- **JOB**
Please print the part of the text below on motorcycle charging systems that opens with the words "Your stator’s output" and closes with "the peak output.", copying it word for word.

- **TEXT**

----

How much electricity can you spare?
A modern motorcycle usually supplies more electricity than the bike needs, depending on its stator output and battery. If you have a six-volt system or run a magneto, this article does not apply to you. Buy a modern bike, ya cheapskate.
For you folks on contemporary streetbikes: Your stator has the job of producing AC electricity, which heads over to your regulator or rectifier, where it is turned into DC current, typically between 13 and 15 volts. The charging system’s first job is to replenish the electricity that the battery used for (electric) starting. After that, it needs to keep the battery “topped off” while the bike runs. Now, if the system needs more electrical power (like, say, if you hit the brakes and light up the brake light), it’s there because the charging system sends a little more to the battery until it’s replenished.
That’s the (vastly simplified) theory, anyway. If you want to run heated gear, you need to know three things: your stator’s amperage output, how many amps your bike consumes when running, and how to “convert” between wattage and amperage.
Your stator’s output can be found in your factory service manual. That would be how much electricity you are producing. Keep in mind that stator output rises with engine rpm. Figure out your stator output at cruising speed in top gear, not the peak output.
Finding how many amps your bike consumes while running is as simple as adding up all of the individual draws and calculating the total. (Some service manuals will have this info, but not all.) If you’re calculating things, don’t forget other accessories, like driving lights, you may have added. Most bulbs have common amperage draws. For instance, most H4 headlights eat up 55 watts on dip beam and 60 watts on the main beam. Most bikes will have a range, because there are some things that are on constantly, and others that are used intermittently or rarely. See the table for some common usage scenarios. Most modern fuel-injected bikes use 300 to 600 watts in peak scenarios.

----

Collected data:

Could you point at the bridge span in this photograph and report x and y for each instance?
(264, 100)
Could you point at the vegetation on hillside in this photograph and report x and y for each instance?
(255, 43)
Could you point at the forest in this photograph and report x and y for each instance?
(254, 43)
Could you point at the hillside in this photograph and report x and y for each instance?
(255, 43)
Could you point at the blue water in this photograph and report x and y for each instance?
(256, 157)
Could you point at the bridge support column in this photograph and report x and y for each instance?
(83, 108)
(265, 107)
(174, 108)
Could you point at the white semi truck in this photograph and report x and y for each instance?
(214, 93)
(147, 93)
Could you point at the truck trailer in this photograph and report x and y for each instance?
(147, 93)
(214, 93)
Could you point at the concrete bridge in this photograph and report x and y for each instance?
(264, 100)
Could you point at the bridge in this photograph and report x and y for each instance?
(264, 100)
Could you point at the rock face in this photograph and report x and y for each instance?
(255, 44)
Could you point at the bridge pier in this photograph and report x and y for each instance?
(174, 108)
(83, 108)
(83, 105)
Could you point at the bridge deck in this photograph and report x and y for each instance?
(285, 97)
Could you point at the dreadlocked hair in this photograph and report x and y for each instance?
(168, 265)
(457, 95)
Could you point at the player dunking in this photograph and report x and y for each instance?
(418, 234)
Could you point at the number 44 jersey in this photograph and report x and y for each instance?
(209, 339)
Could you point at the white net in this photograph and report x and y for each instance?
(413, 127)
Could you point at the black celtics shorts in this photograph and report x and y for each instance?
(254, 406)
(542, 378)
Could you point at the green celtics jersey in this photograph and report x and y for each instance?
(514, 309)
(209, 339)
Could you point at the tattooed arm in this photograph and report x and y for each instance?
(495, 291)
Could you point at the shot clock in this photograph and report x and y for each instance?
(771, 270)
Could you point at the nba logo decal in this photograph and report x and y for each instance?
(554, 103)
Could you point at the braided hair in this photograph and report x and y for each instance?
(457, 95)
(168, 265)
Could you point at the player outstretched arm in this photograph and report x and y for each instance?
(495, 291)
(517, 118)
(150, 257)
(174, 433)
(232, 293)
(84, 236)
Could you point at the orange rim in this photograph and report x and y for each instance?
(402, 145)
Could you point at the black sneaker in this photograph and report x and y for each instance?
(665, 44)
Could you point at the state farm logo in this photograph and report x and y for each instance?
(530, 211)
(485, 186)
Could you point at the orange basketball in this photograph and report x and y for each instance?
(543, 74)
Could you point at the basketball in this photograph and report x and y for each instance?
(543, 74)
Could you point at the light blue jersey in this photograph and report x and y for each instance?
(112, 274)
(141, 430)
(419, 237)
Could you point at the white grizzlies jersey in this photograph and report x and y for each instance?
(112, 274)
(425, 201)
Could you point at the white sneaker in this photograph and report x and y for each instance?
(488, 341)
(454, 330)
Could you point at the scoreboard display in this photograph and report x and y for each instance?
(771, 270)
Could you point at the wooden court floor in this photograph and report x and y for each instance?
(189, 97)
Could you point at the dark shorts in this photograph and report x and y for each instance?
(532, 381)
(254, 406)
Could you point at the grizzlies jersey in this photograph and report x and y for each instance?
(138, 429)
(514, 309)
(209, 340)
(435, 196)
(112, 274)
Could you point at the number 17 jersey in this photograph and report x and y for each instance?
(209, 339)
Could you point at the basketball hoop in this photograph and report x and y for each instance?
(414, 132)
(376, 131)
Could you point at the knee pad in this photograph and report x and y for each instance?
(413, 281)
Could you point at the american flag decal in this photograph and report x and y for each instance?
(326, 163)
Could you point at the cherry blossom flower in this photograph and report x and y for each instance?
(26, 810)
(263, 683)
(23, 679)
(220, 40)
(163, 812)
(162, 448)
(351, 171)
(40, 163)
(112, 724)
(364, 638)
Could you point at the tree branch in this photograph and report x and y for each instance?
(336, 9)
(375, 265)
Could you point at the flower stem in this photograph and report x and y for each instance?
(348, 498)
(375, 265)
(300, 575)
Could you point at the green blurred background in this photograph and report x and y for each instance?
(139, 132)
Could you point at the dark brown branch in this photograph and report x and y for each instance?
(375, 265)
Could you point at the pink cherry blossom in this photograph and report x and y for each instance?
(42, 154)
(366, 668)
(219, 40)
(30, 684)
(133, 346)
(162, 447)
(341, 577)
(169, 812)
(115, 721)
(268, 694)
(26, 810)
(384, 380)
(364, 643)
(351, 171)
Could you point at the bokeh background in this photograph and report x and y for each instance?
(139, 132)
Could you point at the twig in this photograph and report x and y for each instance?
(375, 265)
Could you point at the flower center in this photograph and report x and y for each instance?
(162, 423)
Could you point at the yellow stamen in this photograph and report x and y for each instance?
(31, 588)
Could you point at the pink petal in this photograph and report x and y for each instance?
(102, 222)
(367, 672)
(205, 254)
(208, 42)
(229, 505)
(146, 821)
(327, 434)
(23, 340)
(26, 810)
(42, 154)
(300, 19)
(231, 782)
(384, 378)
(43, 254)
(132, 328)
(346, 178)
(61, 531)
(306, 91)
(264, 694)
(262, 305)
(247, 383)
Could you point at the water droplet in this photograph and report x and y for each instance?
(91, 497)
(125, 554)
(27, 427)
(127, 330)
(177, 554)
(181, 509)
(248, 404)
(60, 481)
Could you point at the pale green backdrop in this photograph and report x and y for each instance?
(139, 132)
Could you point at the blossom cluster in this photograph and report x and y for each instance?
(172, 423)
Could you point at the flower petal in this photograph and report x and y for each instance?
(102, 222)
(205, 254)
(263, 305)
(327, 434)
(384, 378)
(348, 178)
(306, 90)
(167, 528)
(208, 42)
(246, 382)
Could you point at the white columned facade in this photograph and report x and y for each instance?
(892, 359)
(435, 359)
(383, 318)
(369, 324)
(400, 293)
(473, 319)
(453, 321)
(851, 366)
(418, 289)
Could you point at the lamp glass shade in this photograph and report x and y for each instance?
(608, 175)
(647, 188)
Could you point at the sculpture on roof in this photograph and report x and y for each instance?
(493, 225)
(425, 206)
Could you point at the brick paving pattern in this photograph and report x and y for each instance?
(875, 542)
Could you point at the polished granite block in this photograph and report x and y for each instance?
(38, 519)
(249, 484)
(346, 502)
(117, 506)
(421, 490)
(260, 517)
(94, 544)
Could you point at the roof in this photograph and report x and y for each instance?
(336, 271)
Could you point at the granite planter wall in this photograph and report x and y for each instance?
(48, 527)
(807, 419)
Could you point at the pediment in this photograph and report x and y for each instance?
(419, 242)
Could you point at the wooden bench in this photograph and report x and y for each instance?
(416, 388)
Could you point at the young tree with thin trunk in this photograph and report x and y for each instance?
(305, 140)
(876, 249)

----

- **ANSWER FOR THE TASK**
Your stator’s output can be found in your factory service manual. That would be how much electricity you are producing. Keep in mind that stator output rises with engine rpm. Figure out your stator output at cruising speed in top gear, not the peak output.